What you are asked to do
Can you recast the lines from the one containing "Can you find the football?" through the one containing "[[344, 55]]", inclusive, as a numbered list, omitting any blank lines and nothing else?
+++ Data to process +++
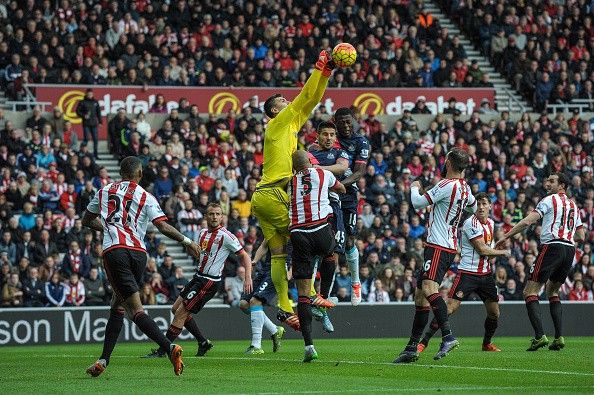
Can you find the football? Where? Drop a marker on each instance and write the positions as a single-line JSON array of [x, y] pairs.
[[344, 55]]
+++
+++ Data to process +++
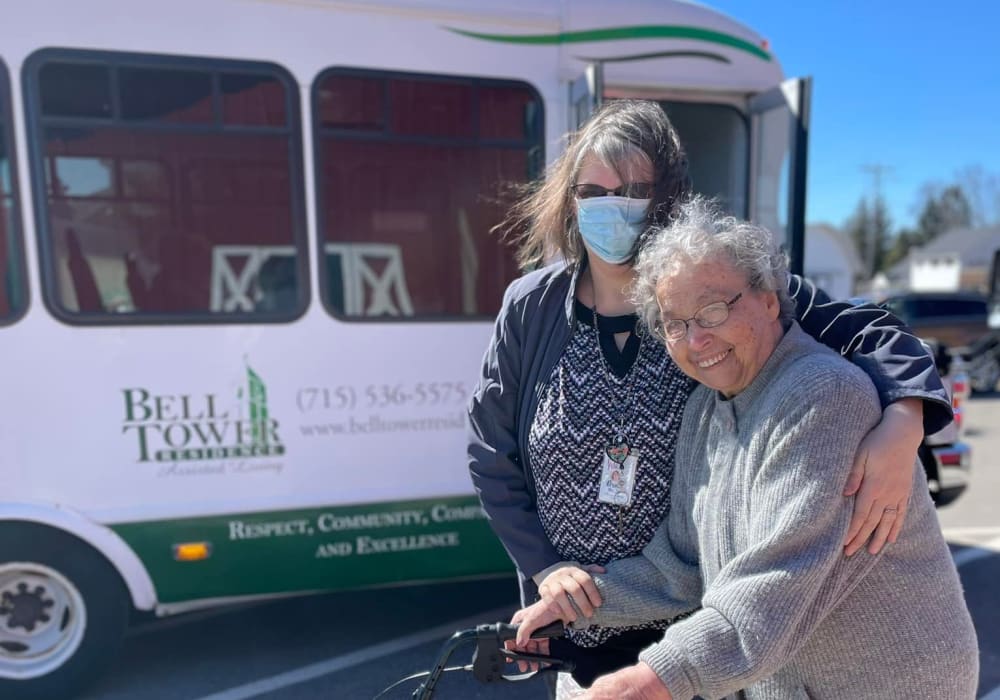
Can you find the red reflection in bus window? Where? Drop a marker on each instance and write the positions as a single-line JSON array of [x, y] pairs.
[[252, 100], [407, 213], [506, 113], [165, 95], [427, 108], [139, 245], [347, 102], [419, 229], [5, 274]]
+++
+++ Data to process +++
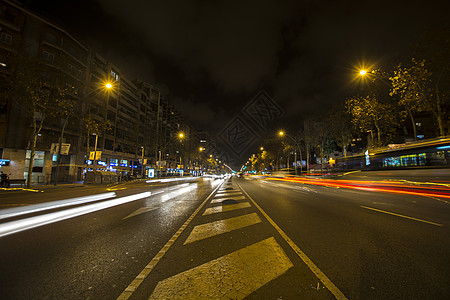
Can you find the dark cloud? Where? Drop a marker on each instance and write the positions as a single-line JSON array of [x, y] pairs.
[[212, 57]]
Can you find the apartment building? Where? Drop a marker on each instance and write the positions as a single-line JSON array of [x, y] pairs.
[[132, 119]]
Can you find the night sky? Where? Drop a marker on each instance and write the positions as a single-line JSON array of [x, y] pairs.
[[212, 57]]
+++
Reply
1. Can you find the football? Where? Drop a marker on each instance and write the positions as a single-line JSON array of [x, y] pairs.
2. [[344, 55]]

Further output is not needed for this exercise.